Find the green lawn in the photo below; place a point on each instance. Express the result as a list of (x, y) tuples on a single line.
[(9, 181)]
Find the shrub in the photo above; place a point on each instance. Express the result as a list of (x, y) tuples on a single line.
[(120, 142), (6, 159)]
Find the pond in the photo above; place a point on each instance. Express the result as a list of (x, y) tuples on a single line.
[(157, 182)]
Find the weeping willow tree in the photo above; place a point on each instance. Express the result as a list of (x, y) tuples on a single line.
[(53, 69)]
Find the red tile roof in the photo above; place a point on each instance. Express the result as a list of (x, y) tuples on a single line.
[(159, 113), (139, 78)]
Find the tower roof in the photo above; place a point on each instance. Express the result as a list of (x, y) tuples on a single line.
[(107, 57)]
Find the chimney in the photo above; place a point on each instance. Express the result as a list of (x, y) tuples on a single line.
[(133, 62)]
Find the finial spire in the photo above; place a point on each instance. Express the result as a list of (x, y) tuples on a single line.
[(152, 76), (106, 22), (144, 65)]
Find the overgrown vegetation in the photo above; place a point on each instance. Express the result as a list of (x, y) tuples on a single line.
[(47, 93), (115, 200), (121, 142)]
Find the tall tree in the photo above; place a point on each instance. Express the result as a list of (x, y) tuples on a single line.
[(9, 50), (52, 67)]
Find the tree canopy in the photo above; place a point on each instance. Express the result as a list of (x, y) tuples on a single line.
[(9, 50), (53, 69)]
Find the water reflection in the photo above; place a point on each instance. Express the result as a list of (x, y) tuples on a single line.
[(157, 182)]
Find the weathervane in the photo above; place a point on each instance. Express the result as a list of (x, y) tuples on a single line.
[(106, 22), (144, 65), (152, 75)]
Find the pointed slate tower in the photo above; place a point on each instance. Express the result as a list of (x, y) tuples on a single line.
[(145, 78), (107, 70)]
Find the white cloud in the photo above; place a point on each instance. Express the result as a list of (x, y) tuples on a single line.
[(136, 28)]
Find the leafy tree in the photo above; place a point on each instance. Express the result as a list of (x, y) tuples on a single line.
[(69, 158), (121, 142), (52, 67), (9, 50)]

+ + + + +

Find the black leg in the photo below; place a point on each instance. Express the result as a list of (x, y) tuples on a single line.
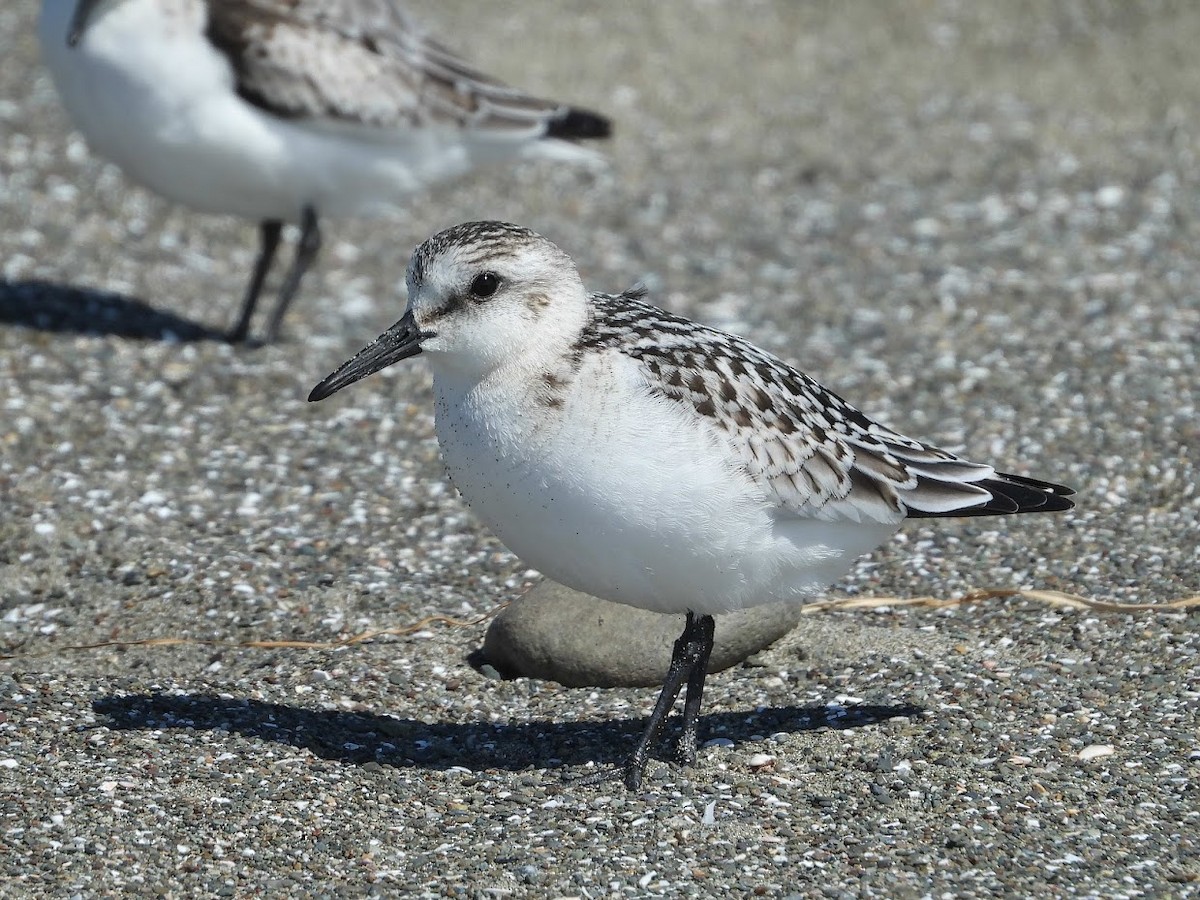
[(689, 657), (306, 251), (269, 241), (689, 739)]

+ + + + +

→ Exercise directions: Can you output the part of the listing that opens with the line containing "Find the leafy" and closes with the line containing "[(69, 158), (121, 142), (52, 67), (9, 50)]", both included, as a JSON list of strings with one string per line and blank lines left out?

→ Final answer:
[
  "Find the leafy tree in the photo above; place a point on each instance. Express the result as a list of (x, y) tuples on a single line.",
  "[(69, 158), (121, 142), (52, 67), (9, 50)]"
]